[EXCERPT PROVIDED]:
# need some experienced help



## spazz (Sep 8, 2014)

Someone locally asked for advice on their momma cat having a odor. I went to check the cat and it seemed normal no hardness. She did end up getting community help to get the cat evaluated and they said she had metritis a infection in her uterus. Someone else in the community offered to help her feed the kittens as she has never had a litter. Now the lady is refusing to return the kittens to the mother for a few weeks. I cant even imagine this situation happening to me, and i am trying to get more education on the diagnoisis and if she has any legal options to get her kittens back. So the dame had a fever of 104, had some vaginal discharge and the vet said that her milk was drying up. But the lady said her nipples are leaking milk and squirted milk. So, is it dangerous for the kittens to be nursing while this is going on and supplementing replacement milk as well? Is it more dangerous to keep them apart for weeks? She had 5 kittens and they are 3 days old.


----------



## catloverami (Jul 5, 2010)

It is worse to separate the kittens from their mommacat, It sounds like the fever is under control, dam has milk and the kittens are nursing. As long as the dam continues to produce milk, and isn't sick any more it is very important that the kittens remain with her until they are 3 months old; also supplementing the kittens is OK if dam does not have quite enought milk to feed her 5 kitties. It is during this time _ from birth to 3 mos_. that kittens go thro their most important socialization period. Kittens learn from the mommat cat and their litter mates to control their bite and claws by playing and wrestling together, to read cat body language and sounds, and should be gently handled every day so that they know how to behave with people. Kittens that are taken away too early often end up being biters and scratchers and pugnacious and very difficult for them to learn later.


----------

[WORK INSTRUCTIONS]:
Write out the part of the forum thread on the mother cat with metritis that starts with "It is worse" and ends after "to learn later.".

(Point localization material)

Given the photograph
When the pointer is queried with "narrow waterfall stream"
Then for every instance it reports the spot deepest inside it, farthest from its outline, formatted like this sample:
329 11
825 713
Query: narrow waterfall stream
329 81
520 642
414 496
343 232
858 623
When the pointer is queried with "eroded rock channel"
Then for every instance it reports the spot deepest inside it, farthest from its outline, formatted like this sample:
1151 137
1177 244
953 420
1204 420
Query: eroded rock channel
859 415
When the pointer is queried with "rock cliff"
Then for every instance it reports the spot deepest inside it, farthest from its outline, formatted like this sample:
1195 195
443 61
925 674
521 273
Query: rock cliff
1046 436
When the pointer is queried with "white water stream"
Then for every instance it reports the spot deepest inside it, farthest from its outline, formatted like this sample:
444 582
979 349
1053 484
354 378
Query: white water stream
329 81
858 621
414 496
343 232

[PROBLEM SOLUTION]:
It is worse to separate the kittens from their mommacat, It sounds like the fever is under control, dam has milk and the kittens are nursing. As long as the dam continues to produce milk, and isn't sick any more it is very important that the kittens remain with her until they are 3 months old; also supplementing the kittens is OK if dam does not have quite enought milk to feed her 5 kitties. It is during this time _ from birth to 3 mos_. that kittens go thro their most important socialization period. Kittens learn from the mommat cat and their litter mates to control their bite and claws by playing and wrestling together, to read cat body language and sounds, and should be gently handled every day so that they know how to behave with people. Kittens that are taken away too early often end up being biters and scratchers and pugnacious and very difficult for them to learn later.